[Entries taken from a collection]
-- -- --

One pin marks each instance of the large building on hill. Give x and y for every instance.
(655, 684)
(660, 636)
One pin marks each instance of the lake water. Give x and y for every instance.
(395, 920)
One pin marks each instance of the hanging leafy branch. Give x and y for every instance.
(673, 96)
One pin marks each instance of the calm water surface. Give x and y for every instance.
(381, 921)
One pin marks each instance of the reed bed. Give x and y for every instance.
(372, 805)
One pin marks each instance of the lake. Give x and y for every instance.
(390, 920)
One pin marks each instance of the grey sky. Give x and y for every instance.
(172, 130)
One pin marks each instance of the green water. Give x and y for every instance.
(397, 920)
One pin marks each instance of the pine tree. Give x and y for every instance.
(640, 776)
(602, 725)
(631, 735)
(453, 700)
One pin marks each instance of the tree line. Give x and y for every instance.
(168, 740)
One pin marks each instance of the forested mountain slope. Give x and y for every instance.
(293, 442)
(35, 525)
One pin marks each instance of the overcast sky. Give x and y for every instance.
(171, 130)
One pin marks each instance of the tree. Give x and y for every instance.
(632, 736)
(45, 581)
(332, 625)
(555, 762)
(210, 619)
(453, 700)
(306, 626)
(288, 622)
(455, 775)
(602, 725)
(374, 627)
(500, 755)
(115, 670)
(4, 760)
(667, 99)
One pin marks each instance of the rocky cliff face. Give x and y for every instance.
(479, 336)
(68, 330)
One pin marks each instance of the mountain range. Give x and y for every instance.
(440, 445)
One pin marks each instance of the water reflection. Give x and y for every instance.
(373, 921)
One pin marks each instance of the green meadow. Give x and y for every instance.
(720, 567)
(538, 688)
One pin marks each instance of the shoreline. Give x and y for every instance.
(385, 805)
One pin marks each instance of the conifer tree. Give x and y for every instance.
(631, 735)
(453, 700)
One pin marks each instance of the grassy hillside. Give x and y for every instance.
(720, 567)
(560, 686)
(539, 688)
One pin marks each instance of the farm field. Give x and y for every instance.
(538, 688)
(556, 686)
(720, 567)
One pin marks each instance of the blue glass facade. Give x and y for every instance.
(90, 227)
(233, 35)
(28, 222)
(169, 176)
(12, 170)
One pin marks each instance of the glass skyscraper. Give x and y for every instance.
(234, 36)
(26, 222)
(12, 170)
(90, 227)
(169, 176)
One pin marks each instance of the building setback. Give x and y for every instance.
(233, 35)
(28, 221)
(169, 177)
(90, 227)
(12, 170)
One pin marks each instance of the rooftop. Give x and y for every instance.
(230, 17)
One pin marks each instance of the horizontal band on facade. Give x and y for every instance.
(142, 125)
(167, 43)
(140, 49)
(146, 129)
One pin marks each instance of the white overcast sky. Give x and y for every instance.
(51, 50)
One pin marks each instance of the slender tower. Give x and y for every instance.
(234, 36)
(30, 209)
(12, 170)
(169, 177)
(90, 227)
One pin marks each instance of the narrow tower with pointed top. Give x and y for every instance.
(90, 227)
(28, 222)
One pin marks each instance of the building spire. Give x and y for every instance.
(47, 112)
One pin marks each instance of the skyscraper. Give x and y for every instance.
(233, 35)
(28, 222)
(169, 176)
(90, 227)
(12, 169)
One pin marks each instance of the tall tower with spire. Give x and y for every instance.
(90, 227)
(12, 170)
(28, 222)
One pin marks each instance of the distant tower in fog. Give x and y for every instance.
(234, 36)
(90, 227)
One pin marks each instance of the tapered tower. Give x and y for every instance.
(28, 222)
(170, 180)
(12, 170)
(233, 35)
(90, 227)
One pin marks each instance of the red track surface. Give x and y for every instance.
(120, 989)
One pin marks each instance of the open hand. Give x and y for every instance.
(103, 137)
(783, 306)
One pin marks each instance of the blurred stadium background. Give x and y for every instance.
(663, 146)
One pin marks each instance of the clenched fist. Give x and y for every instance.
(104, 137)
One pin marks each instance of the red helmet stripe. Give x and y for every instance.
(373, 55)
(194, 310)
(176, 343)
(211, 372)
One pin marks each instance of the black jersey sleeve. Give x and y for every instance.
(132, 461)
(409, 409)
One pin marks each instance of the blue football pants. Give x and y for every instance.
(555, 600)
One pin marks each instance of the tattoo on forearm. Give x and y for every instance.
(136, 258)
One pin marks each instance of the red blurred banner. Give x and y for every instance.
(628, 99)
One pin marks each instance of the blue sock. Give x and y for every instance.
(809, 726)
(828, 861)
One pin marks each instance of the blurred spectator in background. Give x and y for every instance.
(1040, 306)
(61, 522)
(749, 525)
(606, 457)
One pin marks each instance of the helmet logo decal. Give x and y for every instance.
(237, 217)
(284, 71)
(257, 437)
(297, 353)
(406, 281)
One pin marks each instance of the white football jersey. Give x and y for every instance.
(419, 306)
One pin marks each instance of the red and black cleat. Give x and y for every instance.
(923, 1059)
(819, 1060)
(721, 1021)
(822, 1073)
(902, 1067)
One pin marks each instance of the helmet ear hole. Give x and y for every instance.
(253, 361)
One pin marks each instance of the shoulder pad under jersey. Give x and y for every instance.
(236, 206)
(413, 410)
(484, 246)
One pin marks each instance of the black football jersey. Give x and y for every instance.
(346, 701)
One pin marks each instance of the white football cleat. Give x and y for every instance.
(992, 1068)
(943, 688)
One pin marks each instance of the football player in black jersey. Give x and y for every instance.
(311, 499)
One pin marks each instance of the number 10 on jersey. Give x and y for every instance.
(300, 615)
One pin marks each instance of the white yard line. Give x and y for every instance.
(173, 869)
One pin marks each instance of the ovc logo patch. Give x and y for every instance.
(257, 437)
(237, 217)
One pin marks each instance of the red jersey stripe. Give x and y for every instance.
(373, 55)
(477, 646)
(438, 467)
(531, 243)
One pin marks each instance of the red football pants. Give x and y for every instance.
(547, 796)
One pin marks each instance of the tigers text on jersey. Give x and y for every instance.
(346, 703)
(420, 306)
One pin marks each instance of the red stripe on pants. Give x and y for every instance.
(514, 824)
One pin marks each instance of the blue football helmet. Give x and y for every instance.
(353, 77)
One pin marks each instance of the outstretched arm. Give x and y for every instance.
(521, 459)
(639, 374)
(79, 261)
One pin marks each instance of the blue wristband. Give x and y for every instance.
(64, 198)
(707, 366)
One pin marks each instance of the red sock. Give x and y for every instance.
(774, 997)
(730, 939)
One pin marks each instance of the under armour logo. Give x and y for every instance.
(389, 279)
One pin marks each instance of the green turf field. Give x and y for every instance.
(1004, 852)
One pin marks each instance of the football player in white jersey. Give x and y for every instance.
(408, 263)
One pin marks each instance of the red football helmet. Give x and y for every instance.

-- -- --

Do this -> Rewrite the listing with every "One pin marks each instance" changed to "Place one point on each instance", leaving all else untouched.

Result for this task ->
Place one point on each instance of the large building on hill. Give x and y for every instance.
(655, 684)
(660, 636)
Place one point on each instance of the lake water. Give x and y for every instance.
(395, 920)
Place one point on each instance of the hanging leafy branch. Give x and y for every instance.
(673, 96)
Place one point on each instance of the calm water surface. Give x and y for every instance.
(381, 921)
Place one point on each instance of the reed bed. Give x and y for every instance.
(372, 805)
Place one point on each instance of the lake. Give x and y for every instance.
(390, 920)
Place one point on each instance of the grey sky. Give x and y for every instance.
(172, 130)
Place one point on each instance of the green water. Give x and y for every instance.
(397, 920)
Place one point on each instance of the pine tree. Give x and y for every instance.
(640, 776)
(602, 725)
(631, 735)
(453, 700)
Place one point on each instance of the tree line. Give x and y for every instance.
(168, 740)
Place one point on each instance of the forested mountain slope. Give x and y for every instance.
(293, 442)
(35, 525)
Place one point on each instance of the overcast sky. Give x and y for every instance.
(171, 130)
Place one point on each instance of the tree. Give x and y for every instance.
(632, 736)
(45, 581)
(332, 625)
(555, 762)
(210, 619)
(453, 700)
(306, 626)
(288, 622)
(455, 775)
(602, 725)
(374, 627)
(500, 755)
(115, 670)
(4, 760)
(667, 99)
Place one point on each instance of the rocky cliff face. Give x and y for every instance.
(479, 336)
(68, 330)
Place one point on each instance of the mountain range. Give x and y for every instance.
(440, 445)
Place one point on each instance of the water reflection. Give x and y for every instance.
(373, 921)
Place one point on each instance of the green meadow. Give x and y for every instance.
(720, 567)
(538, 688)
Place one point on each instance of the shoreline. Give x and y for every instance.
(385, 805)
Place one point on each instance of the conifer tree. Give x and y for every instance.
(631, 735)
(453, 700)
Place one point on each instance of the grassy hillside. Give x and y for every instance.
(720, 567)
(560, 686)
(539, 688)
Place one point on each instance of the farm field. Give x and y for every instance.
(538, 688)
(556, 686)
(720, 567)
Place one point on each instance of the blue glass facade. Give x and y for every instance.
(90, 227)
(233, 35)
(28, 222)
(169, 176)
(12, 170)
Place one point on each instance of the glass skyscraper. Give x and y for every instance.
(234, 36)
(26, 222)
(12, 170)
(90, 227)
(169, 176)
Place one point on each instance of the building setback. Give x and y for every instance.
(233, 35)
(28, 221)
(169, 177)
(90, 227)
(12, 170)
Place one point on each instance of the rooftop. Give x and y for every instance.
(230, 17)
Place one point on each instance of the horizontal band on facade. Give x and y for every instance.
(142, 125)
(167, 43)
(140, 49)
(146, 129)
Place one point on each instance of the white overcast sky. Give x and y for every instance.
(51, 50)
Place one point on each instance of the slender tower. Give x and y for every instance.
(234, 36)
(30, 209)
(12, 170)
(169, 177)
(90, 227)
Place one point on each instance of the narrow tower with pointed top. Give x and y for every instance.
(90, 227)
(28, 222)
Place one point on each instance of the building spire. Give x and y for every instance.
(47, 112)
Place one point on each instance of the skyscraper. Give x and y for every instance.
(233, 35)
(28, 222)
(169, 176)
(90, 227)
(12, 169)
Place one point on each instance of the tall tower with spire. Give x and y for every instance.
(90, 227)
(12, 170)
(28, 222)
Place one point on each instance of the distant tower in fog. Give x and y for every instance.
(234, 36)
(90, 227)
Place one point on each instance of the tapered tower. Give x and y for every instance.
(28, 222)
(170, 180)
(12, 170)
(233, 35)
(90, 227)
Place one point on each instance of the red track surface. Give x and y for every instance.
(120, 989)
Place one point on each instance of the open hand. Give x and y for every instance.
(103, 137)
(783, 306)
Place one point on each instance of the blurred stadium background. Give x and y for every instance.
(663, 146)
Place one point on each instance of the clenched fist. Give x and y for every instance.
(104, 137)
Place one point on each instance of the red helmet stripe. Give x and y for every instance.
(373, 55)
(194, 310)
(176, 343)
(211, 372)
Place one point on each instance of the black jersey sleeve. Give x and y for every instance.
(132, 461)
(409, 409)
Place one point on each instance of the blue football pants. Give x and y for every instance.
(555, 600)
Place one point on each instance of the tattoo on forearm. Give x and y for every instance.
(136, 258)
Place one point on each instance of the red blurred banner. Give x and y for every instance.
(628, 99)
Place one point on each instance of the blue sock. Give x and y for every instance.
(809, 726)
(828, 861)
Place one point on each instance of the blurred spectator in background. Give x and y for every instance.
(1040, 306)
(61, 522)
(749, 525)
(606, 457)
Place one point on each instance of the helmet logo decal. Give x and y for every instance.
(237, 217)
(284, 71)
(257, 437)
(297, 353)
(406, 281)
Place one point on each instance of the white football jersey. Give x and y for every instance.
(419, 306)
Place one point on each instance of the red and black cleat. Give x and y for every instance.
(923, 1059)
(819, 1060)
(721, 1021)
(822, 1073)
(902, 1067)
Place one point on each instance of the helmet ear hole. Give x and y for every instance.
(253, 361)
Place one point on each instance of the shoulder pad under jersey. Give x and y for every instance.
(236, 206)
(413, 410)
(484, 246)
Place one point on each instance of the black football jersey. Give x and y for every instance.
(346, 701)
Place one point on each instance of the white football cleat. Give x and y for every instance.
(992, 1068)
(943, 688)
Place one point on each instance of the football player in black jersey. Give x and y for every instance.
(311, 499)
Place one point on each instance of the number 10 on jersey. Give x and y for every instance.
(300, 615)
Place one point on each instance of the white yard line. Give x and y for every instance.
(173, 869)
Place one point on each instance of the ovc logo patch. Give x and y for every instance.
(257, 437)
(237, 217)
Place one point on each instance of the red jersey stripe. Give x and y for every instance.
(373, 55)
(477, 646)
(438, 467)
(531, 243)
Place one point on each instance of the red football pants. Give x and y for every instance.
(547, 796)
Place one point on each instance of the tigers text on jersey. Give x and y for every instance.
(346, 703)
(420, 306)
Place one point on each instance of the red stripe on pants. Give x and y for every instance.
(514, 824)
Place one point on each instance of the blue football helmet. Give x and y for every instance.
(353, 77)
Place one point on each instance of the outstretched arm. Give x and y for every instance.
(521, 459)
(639, 374)
(79, 261)
Place one point on each instance of the blue wristband. Give x and y for every instance.
(64, 198)
(707, 366)
Place one point on each instance of the red sock. Give x and y for every instance.
(774, 997)
(730, 939)
Place one point on each instance of the under armour logo. Give x and y for every instance.
(389, 279)
Place one point on each instance of the green turf field. Give x and y for every instance.
(1004, 852)
Place one point on each instance of the football player in white jersey. Give x and y for every instance.
(408, 263)
Place one point on each instance of the red football helmet. Give x and y for every instance.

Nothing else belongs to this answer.